Task objective: Present the lines below again, exactly as they stand.
==*==
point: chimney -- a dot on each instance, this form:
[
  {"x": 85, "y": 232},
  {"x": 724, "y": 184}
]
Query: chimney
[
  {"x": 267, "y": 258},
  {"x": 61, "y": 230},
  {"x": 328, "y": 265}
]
==*==
Result of this task:
point: chimney -- a dot on each instance, this form:
[
  {"x": 85, "y": 232},
  {"x": 724, "y": 184}
]
Query: chimney
[
  {"x": 267, "y": 258},
  {"x": 61, "y": 230},
  {"x": 328, "y": 265}
]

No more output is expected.